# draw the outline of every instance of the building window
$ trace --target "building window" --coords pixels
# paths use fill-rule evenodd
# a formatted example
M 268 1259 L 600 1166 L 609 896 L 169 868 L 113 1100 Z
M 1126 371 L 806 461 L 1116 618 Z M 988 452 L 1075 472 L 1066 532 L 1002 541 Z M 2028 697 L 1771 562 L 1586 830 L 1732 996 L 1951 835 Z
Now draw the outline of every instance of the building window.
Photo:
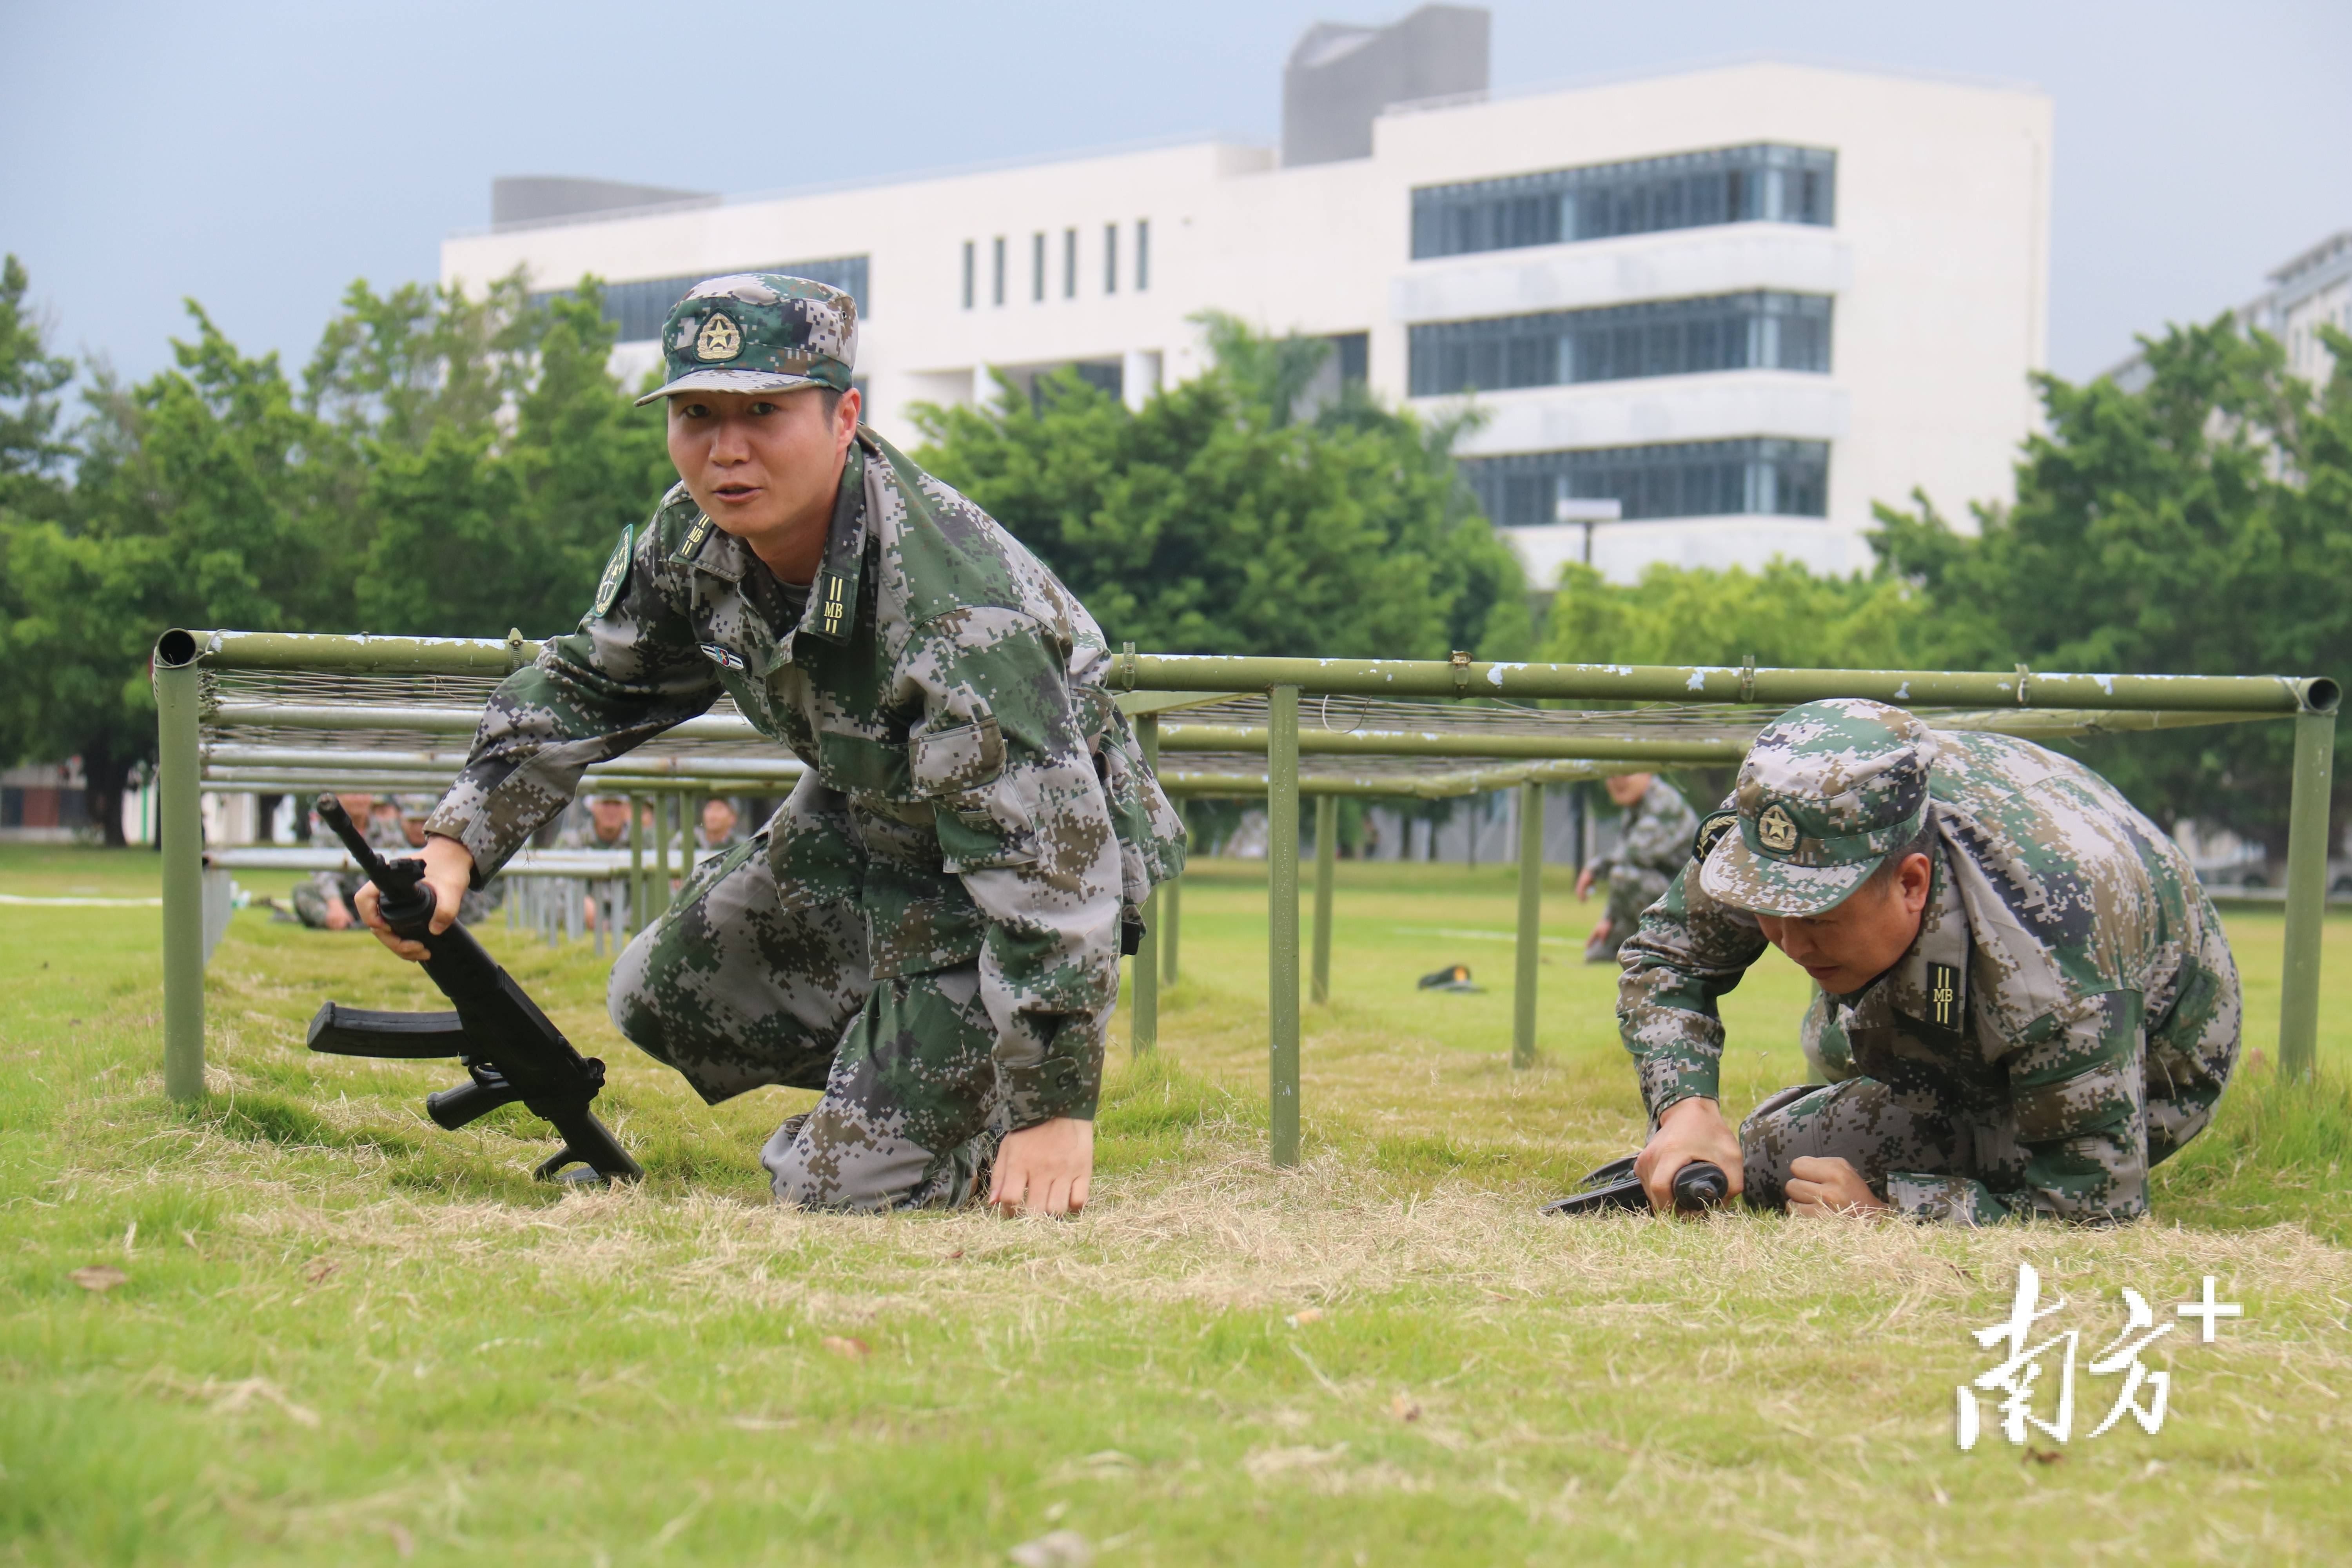
M 1151 220 L 1135 220 L 1135 291 L 1142 293 L 1151 287 Z
M 1066 228 L 1062 231 L 1062 298 L 1075 300 L 1077 297 L 1078 231 Z
M 1830 368 L 1831 300 L 1757 290 L 1412 329 L 1414 397 L 1709 370 Z
M 976 265 L 972 253 L 977 248 L 971 240 L 963 242 L 963 308 L 967 310 L 971 309 L 972 271 Z
M 1103 225 L 1103 292 L 1118 292 L 1118 225 Z
M 1045 231 L 1042 228 L 1029 237 L 1029 298 L 1045 298 Z
M 996 237 L 991 249 L 995 259 L 995 268 L 988 276 L 988 302 L 992 305 L 1002 305 L 1004 303 L 1004 237 L 1003 235 Z
M 1426 186 L 1412 194 L 1412 254 L 1419 260 L 1722 223 L 1827 226 L 1836 216 L 1835 153 L 1759 142 Z
M 1465 458 L 1462 477 L 1489 521 L 1554 522 L 1563 500 L 1614 500 L 1629 521 L 1829 515 L 1826 441 L 1681 441 Z
M 964 303 L 971 303 L 971 247 L 964 247 Z M 863 256 L 835 256 L 822 261 L 763 261 L 756 266 L 738 268 L 740 272 L 782 272 L 793 278 L 812 279 L 829 283 L 857 301 L 857 313 L 863 318 L 874 313 L 874 302 L 866 287 L 866 258 Z M 669 320 L 670 307 L 687 296 L 687 291 L 706 278 L 716 278 L 717 272 L 681 272 L 674 278 L 643 278 L 633 283 L 604 285 L 604 319 L 613 323 L 613 341 L 622 343 L 645 342 L 661 336 L 662 323 Z M 550 300 L 571 290 L 558 289 L 533 294 L 534 309 L 545 309 Z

####################

▶ _Task to complete_:
Give back exactly the material above from its opening line to the line bearing "M 1126 371 L".

▶ _Output below_:
# draw the outline of every instance of the building window
$ trace --target "building window" --coords pixels
# paths use fill-rule evenodd
# a formatted example
M 268 1259 L 600 1166 L 609 896 L 169 868 L 113 1100 Z
M 1126 371 L 806 461 L 1116 618 Z M 988 452 L 1075 472 L 1066 532 L 1002 541 Z M 2028 697 L 1771 562 L 1586 830 L 1732 996 L 1951 835 Z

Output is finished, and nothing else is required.